» About this task:
Copy each entry below without any change.

(Stored entries)
══════

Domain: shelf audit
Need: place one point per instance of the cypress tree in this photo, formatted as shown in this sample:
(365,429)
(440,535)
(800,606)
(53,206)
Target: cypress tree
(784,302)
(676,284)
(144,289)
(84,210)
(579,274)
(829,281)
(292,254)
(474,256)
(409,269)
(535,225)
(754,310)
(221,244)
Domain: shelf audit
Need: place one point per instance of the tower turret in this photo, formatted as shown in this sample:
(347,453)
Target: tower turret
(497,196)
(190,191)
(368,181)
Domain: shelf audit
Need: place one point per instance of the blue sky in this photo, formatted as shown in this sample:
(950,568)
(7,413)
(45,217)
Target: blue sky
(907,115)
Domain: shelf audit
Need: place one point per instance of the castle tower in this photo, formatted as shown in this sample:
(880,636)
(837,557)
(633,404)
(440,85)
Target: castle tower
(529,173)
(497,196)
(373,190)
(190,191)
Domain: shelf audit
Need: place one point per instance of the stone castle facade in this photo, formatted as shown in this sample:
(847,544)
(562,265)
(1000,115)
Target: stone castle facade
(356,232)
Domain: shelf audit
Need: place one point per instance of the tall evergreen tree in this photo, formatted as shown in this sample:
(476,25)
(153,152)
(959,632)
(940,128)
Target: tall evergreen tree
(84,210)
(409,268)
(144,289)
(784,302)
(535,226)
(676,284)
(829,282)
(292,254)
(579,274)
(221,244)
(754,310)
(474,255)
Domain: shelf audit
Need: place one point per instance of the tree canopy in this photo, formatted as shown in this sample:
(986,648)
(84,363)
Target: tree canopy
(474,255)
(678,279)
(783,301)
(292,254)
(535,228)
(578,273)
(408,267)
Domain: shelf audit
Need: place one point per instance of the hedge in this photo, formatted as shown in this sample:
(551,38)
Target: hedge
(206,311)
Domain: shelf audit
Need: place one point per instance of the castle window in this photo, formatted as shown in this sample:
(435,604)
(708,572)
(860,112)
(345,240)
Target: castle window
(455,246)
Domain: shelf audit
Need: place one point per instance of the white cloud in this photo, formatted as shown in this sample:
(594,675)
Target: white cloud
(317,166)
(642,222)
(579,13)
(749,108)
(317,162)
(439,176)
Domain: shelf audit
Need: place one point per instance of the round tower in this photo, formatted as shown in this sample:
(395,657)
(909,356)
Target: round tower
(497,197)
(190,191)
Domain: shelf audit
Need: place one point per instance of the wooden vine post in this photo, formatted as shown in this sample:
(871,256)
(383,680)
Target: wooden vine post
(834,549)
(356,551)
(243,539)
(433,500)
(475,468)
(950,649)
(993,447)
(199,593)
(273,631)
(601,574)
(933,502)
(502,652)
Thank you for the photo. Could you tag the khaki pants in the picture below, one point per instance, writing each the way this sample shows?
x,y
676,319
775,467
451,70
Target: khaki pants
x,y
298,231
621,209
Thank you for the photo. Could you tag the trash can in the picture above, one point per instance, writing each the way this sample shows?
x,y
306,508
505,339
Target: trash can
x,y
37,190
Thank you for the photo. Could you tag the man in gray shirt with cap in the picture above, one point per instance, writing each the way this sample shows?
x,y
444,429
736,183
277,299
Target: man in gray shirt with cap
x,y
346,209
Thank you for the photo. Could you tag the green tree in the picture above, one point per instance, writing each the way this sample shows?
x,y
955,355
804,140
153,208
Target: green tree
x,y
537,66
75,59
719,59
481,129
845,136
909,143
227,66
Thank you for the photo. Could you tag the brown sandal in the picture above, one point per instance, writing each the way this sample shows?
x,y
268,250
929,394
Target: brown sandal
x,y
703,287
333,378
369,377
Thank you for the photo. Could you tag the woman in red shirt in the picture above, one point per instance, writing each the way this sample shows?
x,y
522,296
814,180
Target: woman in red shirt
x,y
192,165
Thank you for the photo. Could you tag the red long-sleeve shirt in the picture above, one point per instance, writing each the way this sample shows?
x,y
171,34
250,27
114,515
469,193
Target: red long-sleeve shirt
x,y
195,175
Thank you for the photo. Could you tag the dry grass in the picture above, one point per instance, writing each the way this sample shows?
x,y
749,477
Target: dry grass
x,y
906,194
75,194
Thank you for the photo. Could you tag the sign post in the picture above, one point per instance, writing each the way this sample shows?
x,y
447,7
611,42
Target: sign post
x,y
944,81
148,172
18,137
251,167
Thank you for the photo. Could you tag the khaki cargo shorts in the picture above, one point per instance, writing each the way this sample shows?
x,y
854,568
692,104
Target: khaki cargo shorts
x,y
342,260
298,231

══════

» Solved exercise:
Domain: shelf audit
Need: place one point per instance of the cypress tree in this photo, formatted as shown in this sample:
(365,429)
(440,535)
(800,606)
(53,206)
Target: cypress tree
(784,302)
(676,284)
(144,289)
(84,210)
(579,274)
(829,281)
(292,254)
(474,256)
(409,269)
(535,225)
(754,310)
(221,244)
Domain: shelf audit
Need: place one point per instance of the tower turret in this photo, formatted as shown in this sample:
(347,453)
Target: tower turret
(497,196)
(190,191)
(368,181)
Domain: shelf audit
Need: place one point per instance of the blue sky in this photo, formatted as shown in this sample:
(950,568)
(7,413)
(45,217)
Target: blue sky
(907,115)
Domain: shelf audit
Need: place one point per instance of the castle tower in this photo, formatted as shown in this sample:
(880,636)
(837,557)
(633,404)
(440,85)
Target: castle tower
(529,173)
(497,196)
(373,190)
(190,191)
Domain: shelf audit
Need: place one point per instance of the stone castle facade in this photo, formatted as shown in this sample:
(847,544)
(562,265)
(1000,115)
Target: stone castle facade
(356,232)
Domain: shelf audit
Need: place one point per instance of the tall evergreen tree in this photo, formatted as shown in this sample:
(476,25)
(153,152)
(959,632)
(940,128)
Target: tall evergreen tree
(84,210)
(409,268)
(144,289)
(784,302)
(535,226)
(676,284)
(829,282)
(292,254)
(579,274)
(221,244)
(754,310)
(474,255)
Domain: shelf audit
Need: place one point per instance of the tree canopy in this photo, formatted as shown in this sample:
(986,648)
(84,363)
Target: tree canopy
(474,255)
(678,279)
(783,301)
(292,254)
(535,228)
(578,273)
(408,267)
Domain: shelf audit
Need: place one point per instance of the hedge in this photo, formatted as shown in this sample:
(551,38)
Target: hedge
(206,311)
Domain: shelf audit
Need: place one point per instance of the castle window in this photo, formatted as shown in this sample:
(435,604)
(708,572)
(860,112)
(345,240)
Target: castle window
(455,246)
Domain: shelf audit
Need: place one point per instance of the white cloud in this photo, formatted as shown in this sample:
(594,675)
Target: white cloud
(317,166)
(642,222)
(579,13)
(749,108)
(317,162)
(439,176)
Domain: shelf audit
Need: place one point per instance of the round tower in this photo, formatted as shown in this sample:
(395,657)
(909,356)
Target: round tower
(497,197)
(190,191)
Domain: shelf audit
Need: place one point per instance of the wooden vine post in this photo, formatted as shown in this sample:
(871,256)
(383,680)
Target: wooden vine post
(834,549)
(356,551)
(243,539)
(433,500)
(475,468)
(950,649)
(993,447)
(199,593)
(273,631)
(601,574)
(933,502)
(502,652)
Thank you for the photo. Could you tag the khaki pants in the picture below, one point per instance, writing each the way this sample shows?
x,y
676,319
775,467
451,70
Target: khaki pants
x,y
298,231
621,209
Thank you for the photo. Could you tag the trash can in the picture above, one point per instance, writing each the way this sample shows?
x,y
306,508
505,339
Target: trash can
x,y
37,190
Thank you for the photo. Could you tag the man in gray shirt with cap in the picture above, one point per instance, writing each the way this sample shows?
x,y
444,429
736,183
277,299
Target: man in gray shirt with cap
x,y
346,209
Thank you for the photo. Could you tag the green tree in the picture above, one point per instance, writing each the way this sample shows?
x,y
955,355
804,140
153,208
Target: green tree
x,y
537,66
75,59
719,59
481,129
845,136
909,143
227,66
Thank you for the photo. Could you tag the brown sandal in the picture above, one point per instance, writing each the way this sample shows?
x,y
268,250
929,394
Target: brown sandal
x,y
703,287
333,378
369,377
Thank you for the photo. Could you tag the woman in red shirt in the picture above, one point per instance, writing each the way this sample shows?
x,y
522,296
814,180
Target: woman in red shirt
x,y
192,165
Thank you for the photo. Could you tag the red long-sleeve shirt in the picture above, one point per instance, writing each the way this sample shows?
x,y
171,34
250,27
114,515
469,193
Target: red long-sleeve shirt
x,y
195,175
Thank you for the photo. Could you tag the dry grass in the picture above, one point per instance, writing each the way this sample shows?
x,y
749,477
Target: dry grass
x,y
906,194
75,194
Thank you for the photo. Could you tag the sign post in the picture above, one point per instance, writing each the way this sample shows?
x,y
447,7
611,42
Target: sign post
x,y
944,81
148,172
18,137
251,167
Thank you for the photo. Could you tag the khaki cargo shorts in the picture above, one point per instance, writing each the way this sample shows?
x,y
854,568
692,104
Target: khaki cargo shorts
x,y
342,260
298,231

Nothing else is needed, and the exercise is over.